Point labeling items
########

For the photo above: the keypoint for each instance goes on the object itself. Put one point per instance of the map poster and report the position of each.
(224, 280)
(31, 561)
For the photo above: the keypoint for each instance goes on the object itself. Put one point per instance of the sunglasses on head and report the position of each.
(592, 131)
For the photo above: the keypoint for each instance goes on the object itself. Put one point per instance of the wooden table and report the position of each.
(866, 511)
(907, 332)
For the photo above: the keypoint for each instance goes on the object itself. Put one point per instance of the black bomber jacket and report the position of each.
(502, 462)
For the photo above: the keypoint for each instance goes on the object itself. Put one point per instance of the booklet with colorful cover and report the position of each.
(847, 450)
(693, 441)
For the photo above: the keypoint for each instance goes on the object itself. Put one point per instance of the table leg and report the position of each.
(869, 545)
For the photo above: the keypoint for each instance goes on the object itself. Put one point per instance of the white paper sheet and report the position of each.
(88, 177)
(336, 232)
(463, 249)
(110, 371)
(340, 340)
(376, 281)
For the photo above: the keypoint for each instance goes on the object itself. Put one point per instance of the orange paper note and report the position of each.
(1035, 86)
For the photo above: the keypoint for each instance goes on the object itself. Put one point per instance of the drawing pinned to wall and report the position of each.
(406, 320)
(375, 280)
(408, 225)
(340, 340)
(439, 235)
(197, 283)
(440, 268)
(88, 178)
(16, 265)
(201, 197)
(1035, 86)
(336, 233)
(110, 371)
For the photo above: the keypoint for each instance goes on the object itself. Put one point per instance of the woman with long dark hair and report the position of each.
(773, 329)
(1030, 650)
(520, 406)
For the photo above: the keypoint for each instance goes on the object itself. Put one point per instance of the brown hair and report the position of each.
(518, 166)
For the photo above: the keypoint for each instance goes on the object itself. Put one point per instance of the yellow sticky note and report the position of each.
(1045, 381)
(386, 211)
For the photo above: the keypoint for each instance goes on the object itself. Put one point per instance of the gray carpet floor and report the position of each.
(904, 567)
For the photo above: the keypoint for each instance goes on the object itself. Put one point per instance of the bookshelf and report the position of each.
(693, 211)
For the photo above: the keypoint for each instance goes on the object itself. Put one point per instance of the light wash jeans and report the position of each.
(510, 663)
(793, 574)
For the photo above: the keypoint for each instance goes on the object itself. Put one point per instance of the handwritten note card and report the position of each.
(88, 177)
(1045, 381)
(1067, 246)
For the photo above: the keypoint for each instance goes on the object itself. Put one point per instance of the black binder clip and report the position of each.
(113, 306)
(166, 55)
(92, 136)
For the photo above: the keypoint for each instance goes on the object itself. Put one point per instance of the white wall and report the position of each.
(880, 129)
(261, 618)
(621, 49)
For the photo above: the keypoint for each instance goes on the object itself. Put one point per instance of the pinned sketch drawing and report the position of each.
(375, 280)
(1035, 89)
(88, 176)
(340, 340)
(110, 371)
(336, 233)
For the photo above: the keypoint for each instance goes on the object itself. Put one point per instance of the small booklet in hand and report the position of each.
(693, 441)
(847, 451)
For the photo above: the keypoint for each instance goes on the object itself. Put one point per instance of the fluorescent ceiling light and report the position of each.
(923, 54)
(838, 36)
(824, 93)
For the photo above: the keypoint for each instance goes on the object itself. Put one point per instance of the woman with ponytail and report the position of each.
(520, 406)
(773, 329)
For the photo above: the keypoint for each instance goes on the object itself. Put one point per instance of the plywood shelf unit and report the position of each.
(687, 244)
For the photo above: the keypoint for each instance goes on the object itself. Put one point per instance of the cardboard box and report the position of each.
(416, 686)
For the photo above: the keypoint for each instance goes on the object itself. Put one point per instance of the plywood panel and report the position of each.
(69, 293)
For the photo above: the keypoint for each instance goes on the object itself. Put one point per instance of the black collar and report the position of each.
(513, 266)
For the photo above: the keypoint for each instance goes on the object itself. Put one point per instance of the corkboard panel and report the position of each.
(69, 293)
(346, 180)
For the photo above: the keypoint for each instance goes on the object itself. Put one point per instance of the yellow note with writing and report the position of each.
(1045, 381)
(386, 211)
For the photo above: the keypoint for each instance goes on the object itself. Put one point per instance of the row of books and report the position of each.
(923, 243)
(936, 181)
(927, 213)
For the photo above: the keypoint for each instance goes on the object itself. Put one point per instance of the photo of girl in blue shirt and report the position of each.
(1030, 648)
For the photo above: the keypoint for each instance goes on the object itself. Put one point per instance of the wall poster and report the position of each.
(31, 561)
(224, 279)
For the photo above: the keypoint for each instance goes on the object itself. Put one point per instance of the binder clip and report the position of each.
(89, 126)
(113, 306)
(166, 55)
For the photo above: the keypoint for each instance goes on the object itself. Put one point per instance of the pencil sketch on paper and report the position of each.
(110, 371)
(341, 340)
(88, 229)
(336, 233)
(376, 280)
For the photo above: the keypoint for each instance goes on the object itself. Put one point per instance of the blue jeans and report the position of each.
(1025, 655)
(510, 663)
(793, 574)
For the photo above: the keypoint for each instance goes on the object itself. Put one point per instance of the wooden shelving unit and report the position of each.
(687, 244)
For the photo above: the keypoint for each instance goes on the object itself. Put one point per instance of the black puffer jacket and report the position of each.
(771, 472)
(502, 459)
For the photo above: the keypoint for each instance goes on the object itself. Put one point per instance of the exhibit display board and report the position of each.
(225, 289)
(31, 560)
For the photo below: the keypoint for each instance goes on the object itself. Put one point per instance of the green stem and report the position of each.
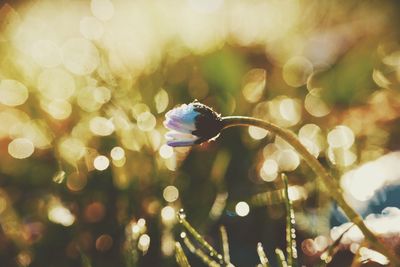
(331, 185)
(290, 231)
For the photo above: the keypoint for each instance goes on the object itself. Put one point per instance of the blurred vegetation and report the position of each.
(86, 178)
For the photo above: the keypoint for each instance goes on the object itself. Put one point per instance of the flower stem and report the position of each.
(331, 185)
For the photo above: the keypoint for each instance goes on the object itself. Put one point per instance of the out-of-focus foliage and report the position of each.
(86, 178)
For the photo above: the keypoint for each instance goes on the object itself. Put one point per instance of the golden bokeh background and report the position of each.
(86, 178)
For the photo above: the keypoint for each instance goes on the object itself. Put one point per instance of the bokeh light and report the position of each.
(84, 89)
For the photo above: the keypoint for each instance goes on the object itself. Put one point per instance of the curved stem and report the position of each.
(331, 185)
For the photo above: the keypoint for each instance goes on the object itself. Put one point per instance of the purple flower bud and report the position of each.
(191, 124)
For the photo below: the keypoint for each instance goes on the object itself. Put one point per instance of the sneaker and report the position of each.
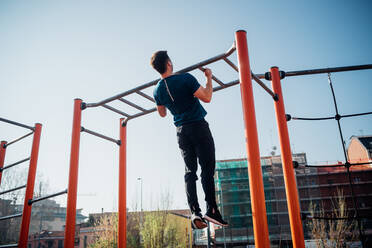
(197, 221)
(214, 216)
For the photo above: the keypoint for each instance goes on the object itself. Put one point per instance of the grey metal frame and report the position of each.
(139, 90)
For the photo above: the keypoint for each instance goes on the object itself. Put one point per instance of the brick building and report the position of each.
(316, 186)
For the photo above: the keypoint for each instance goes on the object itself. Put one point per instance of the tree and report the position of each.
(106, 230)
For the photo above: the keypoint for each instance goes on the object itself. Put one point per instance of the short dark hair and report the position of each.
(159, 61)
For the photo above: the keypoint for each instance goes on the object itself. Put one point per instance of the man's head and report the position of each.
(161, 62)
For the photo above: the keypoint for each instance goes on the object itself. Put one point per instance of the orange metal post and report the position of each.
(73, 177)
(288, 171)
(26, 216)
(261, 233)
(2, 156)
(122, 229)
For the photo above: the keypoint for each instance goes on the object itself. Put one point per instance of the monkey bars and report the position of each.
(28, 201)
(254, 165)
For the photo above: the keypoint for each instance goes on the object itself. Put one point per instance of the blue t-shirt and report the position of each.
(179, 98)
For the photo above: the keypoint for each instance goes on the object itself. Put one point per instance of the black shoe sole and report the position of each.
(214, 221)
(199, 224)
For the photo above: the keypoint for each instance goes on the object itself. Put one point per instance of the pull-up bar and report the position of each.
(17, 124)
(258, 200)
(254, 168)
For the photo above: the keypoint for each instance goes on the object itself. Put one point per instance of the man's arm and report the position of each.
(161, 110)
(205, 93)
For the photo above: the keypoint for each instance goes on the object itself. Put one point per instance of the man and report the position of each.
(180, 94)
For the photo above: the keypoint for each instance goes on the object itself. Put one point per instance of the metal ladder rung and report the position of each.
(10, 216)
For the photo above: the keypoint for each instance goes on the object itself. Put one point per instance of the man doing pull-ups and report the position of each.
(180, 94)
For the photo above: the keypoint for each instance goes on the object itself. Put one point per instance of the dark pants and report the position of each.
(196, 143)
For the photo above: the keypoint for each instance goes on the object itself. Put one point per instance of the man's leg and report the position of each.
(189, 155)
(205, 151)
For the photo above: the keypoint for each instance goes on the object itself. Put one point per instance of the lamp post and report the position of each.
(141, 217)
(140, 179)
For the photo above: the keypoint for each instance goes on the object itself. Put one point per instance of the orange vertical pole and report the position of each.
(2, 156)
(26, 216)
(122, 222)
(288, 171)
(261, 233)
(73, 177)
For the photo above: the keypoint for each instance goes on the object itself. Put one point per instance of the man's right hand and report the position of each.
(208, 73)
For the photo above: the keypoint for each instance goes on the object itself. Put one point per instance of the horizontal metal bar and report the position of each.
(141, 114)
(11, 190)
(329, 118)
(323, 166)
(83, 129)
(338, 218)
(31, 201)
(231, 64)
(152, 83)
(360, 114)
(132, 104)
(17, 124)
(9, 245)
(14, 164)
(227, 85)
(263, 85)
(213, 77)
(356, 164)
(115, 110)
(328, 70)
(312, 119)
(16, 140)
(11, 216)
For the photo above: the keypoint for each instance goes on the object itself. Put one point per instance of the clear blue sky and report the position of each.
(54, 51)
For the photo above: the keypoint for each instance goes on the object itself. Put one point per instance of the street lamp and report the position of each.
(140, 179)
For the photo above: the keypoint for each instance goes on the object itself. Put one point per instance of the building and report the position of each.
(316, 186)
(360, 149)
(49, 215)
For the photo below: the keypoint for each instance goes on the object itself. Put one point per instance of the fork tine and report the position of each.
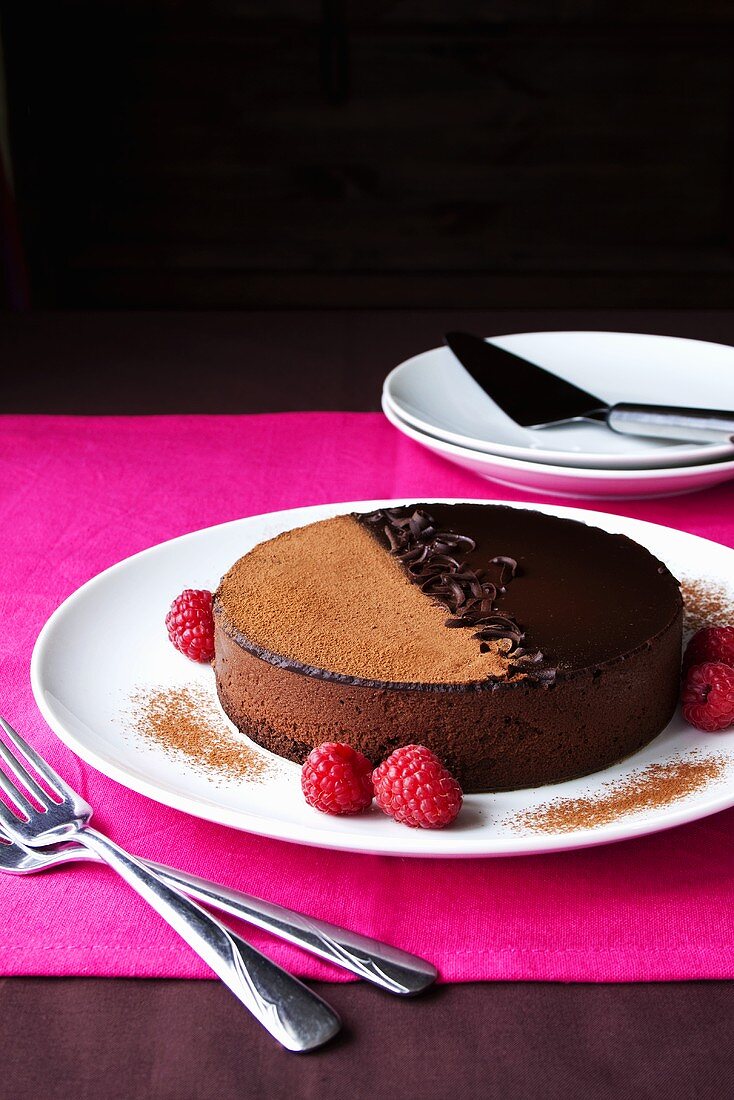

########

§ WRITTEN TASK:
Copy every line from the items above that contains the word "binder". Case counts.

§ PROBLEM SOLUTION:
For the photo above: the keypoint for each instance goes on the object itself. Put one point per instance of the black binder clip and report the position of each.
For the photo above: the keypoint for each instance goes on the object itself. Put one point per instance of the binder clip and report the position of each.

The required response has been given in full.